(Phrase grounding data)
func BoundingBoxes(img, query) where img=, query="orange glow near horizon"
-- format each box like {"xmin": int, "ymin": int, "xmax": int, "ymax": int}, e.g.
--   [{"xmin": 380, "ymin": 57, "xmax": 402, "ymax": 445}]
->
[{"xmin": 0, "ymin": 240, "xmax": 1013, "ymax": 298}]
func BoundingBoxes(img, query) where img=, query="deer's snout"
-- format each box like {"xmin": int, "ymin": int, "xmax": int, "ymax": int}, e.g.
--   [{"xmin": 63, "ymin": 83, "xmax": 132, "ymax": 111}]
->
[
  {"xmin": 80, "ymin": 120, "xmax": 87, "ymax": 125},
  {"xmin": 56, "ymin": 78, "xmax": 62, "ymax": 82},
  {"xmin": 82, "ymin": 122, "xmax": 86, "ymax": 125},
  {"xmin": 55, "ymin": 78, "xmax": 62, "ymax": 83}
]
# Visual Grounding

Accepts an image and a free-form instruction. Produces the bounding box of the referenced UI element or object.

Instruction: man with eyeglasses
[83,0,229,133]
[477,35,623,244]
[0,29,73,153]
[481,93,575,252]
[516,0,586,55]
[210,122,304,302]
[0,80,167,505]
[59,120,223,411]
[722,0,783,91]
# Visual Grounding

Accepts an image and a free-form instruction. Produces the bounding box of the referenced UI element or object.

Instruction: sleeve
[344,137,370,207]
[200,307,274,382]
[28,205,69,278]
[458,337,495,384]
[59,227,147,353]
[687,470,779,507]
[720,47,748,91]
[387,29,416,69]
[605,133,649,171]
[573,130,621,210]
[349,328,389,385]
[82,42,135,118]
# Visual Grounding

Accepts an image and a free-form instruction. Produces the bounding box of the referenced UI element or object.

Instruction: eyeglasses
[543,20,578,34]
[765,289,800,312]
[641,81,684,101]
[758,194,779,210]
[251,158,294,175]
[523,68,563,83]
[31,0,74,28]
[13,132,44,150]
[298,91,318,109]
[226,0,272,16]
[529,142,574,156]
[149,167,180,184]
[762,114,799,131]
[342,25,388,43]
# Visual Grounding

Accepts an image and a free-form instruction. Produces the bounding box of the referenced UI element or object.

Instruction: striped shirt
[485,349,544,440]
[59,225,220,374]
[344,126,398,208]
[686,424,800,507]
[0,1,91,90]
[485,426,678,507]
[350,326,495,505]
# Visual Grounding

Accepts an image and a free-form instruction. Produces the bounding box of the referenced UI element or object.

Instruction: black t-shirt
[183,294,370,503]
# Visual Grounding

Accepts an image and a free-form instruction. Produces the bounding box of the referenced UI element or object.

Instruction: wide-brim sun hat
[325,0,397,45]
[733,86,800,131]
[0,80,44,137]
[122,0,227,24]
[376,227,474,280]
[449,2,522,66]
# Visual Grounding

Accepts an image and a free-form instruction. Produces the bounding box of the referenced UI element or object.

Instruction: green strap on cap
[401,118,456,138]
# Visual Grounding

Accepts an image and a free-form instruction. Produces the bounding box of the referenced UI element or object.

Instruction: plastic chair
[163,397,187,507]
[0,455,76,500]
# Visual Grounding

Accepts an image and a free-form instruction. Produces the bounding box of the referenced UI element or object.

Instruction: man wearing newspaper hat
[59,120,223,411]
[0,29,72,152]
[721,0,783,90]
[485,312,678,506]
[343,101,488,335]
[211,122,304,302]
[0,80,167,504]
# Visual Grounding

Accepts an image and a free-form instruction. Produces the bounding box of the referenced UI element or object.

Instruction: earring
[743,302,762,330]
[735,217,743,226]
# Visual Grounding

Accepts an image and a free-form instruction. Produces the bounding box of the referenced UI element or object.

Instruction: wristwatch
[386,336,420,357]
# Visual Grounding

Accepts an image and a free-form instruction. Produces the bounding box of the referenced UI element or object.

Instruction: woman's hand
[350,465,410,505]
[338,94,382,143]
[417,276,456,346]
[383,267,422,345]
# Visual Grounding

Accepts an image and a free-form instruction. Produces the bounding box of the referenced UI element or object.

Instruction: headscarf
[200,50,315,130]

**Task instructions**
All lines in the entries above that include "func" should be found and copied.

**Exercise response**
func BoundingBoxes(img, query) where img=, query="orange glow near horizon"
func BoundingBoxes(img, query) where img=, query="deer's snout"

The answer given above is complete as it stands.